Work to complete: Each line of the material that mentions the word "mirror" is to be copied.

= Beginning of Section =

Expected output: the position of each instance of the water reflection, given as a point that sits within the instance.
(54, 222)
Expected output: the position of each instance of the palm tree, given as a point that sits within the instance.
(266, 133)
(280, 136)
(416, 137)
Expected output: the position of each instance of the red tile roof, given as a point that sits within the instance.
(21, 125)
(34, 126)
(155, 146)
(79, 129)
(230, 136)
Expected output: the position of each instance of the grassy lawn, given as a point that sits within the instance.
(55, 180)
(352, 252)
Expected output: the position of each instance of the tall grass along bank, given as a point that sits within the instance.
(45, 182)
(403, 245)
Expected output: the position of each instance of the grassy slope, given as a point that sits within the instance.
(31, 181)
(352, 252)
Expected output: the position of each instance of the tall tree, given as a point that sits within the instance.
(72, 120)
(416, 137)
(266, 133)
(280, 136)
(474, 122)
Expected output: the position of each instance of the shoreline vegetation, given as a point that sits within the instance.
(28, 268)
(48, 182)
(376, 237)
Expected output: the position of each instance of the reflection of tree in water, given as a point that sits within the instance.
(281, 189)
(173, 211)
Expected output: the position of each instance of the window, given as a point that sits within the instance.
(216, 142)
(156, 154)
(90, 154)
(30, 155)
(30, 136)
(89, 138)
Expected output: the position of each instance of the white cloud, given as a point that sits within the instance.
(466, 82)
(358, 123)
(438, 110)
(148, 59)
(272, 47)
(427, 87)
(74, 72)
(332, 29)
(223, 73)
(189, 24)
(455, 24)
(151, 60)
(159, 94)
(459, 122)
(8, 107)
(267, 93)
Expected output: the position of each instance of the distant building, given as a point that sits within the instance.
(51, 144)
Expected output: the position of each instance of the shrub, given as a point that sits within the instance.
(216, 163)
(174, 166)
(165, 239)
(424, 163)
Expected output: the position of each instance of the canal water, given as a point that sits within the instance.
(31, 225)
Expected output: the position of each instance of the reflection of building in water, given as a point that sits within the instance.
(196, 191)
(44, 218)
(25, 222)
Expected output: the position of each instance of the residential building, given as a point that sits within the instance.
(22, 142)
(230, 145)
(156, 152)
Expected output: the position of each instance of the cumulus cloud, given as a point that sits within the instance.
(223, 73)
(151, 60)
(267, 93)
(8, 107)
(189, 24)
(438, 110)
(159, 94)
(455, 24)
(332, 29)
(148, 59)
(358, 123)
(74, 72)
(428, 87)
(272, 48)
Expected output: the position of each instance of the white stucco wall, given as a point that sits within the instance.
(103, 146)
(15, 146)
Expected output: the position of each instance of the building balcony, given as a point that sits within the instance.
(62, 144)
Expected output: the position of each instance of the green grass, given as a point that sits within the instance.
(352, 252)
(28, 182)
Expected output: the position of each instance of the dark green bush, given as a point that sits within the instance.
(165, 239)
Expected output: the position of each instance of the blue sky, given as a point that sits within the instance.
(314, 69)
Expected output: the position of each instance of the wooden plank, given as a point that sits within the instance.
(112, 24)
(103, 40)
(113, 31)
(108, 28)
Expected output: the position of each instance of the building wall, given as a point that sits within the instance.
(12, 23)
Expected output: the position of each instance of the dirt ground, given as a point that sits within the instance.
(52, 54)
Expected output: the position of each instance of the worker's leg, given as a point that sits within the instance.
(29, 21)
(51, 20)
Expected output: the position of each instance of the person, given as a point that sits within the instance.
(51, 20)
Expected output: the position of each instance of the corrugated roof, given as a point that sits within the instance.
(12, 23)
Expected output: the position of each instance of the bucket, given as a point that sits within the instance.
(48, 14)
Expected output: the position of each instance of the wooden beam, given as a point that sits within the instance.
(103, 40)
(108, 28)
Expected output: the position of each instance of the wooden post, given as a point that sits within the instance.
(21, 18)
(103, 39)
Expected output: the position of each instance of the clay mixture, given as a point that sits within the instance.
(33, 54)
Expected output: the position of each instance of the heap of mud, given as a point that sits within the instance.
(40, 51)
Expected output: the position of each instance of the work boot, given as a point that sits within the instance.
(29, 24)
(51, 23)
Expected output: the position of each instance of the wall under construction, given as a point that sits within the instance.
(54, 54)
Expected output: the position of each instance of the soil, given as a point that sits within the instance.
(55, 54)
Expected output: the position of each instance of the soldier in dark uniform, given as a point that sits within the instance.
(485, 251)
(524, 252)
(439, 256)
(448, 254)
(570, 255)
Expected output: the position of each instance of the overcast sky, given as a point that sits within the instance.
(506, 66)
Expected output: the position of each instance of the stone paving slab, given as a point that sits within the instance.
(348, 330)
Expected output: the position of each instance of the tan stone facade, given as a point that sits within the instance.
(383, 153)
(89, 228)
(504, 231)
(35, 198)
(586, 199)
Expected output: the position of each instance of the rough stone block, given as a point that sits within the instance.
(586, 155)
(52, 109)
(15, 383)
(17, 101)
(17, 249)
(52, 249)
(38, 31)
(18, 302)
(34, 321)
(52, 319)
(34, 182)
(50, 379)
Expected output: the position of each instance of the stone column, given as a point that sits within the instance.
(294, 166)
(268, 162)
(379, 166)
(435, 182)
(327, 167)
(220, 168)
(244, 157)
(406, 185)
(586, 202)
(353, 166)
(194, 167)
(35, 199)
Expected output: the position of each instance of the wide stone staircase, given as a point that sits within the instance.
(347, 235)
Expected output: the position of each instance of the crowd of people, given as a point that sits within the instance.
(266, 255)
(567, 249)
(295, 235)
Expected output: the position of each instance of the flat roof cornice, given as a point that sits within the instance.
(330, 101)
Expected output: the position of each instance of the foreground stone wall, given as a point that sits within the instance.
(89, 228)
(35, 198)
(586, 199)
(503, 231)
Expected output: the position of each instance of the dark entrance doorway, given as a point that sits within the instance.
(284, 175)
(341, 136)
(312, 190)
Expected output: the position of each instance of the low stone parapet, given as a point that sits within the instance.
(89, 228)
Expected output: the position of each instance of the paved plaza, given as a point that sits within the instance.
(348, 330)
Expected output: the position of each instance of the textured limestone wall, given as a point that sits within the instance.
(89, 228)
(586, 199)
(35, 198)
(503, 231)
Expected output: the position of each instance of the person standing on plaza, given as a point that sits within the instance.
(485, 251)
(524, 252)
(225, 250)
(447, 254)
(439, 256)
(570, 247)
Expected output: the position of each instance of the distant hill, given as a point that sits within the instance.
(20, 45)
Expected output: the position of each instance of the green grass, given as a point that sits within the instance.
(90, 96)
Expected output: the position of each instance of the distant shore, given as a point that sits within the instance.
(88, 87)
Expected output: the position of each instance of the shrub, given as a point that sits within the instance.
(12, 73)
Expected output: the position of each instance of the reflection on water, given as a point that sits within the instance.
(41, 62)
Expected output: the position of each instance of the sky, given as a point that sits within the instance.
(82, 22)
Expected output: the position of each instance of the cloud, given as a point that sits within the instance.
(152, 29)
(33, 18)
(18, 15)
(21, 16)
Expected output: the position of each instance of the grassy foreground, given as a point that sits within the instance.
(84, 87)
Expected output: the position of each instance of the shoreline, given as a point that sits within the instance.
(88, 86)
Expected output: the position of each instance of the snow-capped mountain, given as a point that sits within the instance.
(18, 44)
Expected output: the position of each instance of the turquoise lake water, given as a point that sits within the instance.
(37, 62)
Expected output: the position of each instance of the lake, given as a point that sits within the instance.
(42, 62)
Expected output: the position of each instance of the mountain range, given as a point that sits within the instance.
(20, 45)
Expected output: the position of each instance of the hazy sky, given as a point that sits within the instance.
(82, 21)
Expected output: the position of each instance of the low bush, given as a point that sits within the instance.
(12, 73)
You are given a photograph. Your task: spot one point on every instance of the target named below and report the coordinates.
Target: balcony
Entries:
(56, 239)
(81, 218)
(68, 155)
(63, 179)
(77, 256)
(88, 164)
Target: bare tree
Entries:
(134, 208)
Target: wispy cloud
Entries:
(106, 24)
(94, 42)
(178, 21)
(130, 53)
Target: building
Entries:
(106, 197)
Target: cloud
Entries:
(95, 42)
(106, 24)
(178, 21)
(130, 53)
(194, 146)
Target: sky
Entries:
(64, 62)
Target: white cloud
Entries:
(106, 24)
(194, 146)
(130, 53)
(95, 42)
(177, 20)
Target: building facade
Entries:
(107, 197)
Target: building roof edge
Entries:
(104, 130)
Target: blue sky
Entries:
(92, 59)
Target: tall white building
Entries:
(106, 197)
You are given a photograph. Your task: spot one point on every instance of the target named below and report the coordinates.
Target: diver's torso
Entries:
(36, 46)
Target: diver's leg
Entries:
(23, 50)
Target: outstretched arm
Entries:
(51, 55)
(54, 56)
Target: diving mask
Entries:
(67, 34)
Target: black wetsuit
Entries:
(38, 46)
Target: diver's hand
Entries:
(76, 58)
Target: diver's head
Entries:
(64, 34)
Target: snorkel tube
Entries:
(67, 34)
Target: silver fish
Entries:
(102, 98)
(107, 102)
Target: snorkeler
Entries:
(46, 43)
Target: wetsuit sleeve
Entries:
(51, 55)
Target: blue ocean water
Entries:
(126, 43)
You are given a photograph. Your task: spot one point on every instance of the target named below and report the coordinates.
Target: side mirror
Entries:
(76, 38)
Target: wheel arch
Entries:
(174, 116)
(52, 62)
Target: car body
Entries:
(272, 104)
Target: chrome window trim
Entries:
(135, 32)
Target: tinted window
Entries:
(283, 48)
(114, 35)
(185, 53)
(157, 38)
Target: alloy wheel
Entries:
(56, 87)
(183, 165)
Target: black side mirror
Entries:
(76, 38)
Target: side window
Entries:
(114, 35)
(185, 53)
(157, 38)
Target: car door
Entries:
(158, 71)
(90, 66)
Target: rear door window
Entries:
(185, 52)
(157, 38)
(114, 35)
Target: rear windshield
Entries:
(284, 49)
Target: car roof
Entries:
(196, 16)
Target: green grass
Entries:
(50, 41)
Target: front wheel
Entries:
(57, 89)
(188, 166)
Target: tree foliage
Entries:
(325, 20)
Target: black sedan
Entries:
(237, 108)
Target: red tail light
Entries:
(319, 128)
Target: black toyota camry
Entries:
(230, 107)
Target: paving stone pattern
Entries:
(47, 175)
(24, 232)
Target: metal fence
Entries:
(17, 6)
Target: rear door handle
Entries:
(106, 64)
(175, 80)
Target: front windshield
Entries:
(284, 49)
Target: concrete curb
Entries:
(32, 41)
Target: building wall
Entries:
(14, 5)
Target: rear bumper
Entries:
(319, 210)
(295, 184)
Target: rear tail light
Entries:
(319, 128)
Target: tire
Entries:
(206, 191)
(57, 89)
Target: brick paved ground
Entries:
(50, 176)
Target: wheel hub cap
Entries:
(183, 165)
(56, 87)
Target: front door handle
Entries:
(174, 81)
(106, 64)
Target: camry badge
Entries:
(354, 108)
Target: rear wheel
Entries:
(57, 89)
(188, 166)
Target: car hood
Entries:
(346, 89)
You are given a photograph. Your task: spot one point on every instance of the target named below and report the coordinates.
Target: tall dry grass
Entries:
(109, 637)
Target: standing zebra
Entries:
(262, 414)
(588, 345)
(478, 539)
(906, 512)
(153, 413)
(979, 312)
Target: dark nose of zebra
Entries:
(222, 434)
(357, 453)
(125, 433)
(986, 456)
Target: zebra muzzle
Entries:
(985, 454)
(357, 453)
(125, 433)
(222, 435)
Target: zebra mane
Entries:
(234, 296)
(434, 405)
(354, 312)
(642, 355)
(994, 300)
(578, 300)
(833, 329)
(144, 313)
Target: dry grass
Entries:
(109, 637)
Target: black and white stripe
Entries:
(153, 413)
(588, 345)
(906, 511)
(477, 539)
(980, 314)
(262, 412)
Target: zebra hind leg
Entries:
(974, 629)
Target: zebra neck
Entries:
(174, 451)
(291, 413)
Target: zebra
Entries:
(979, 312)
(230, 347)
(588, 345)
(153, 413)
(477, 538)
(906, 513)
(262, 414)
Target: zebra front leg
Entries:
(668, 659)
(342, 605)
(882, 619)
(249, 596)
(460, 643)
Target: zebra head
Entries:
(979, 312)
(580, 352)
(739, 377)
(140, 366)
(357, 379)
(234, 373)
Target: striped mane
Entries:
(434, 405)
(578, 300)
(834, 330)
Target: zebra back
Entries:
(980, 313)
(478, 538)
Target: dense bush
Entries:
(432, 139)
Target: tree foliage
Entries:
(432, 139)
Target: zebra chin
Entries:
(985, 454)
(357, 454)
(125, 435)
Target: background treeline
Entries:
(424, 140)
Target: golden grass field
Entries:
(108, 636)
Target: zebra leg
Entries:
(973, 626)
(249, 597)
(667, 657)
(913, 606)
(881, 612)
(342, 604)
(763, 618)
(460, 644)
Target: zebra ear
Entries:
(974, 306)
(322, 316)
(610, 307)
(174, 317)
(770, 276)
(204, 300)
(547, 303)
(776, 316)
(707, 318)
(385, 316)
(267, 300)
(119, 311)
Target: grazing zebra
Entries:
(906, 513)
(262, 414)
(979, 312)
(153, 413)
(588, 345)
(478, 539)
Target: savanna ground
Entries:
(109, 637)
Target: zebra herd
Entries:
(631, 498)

= End of Section =

Answer:
Target: side mirror
Target: black side mirror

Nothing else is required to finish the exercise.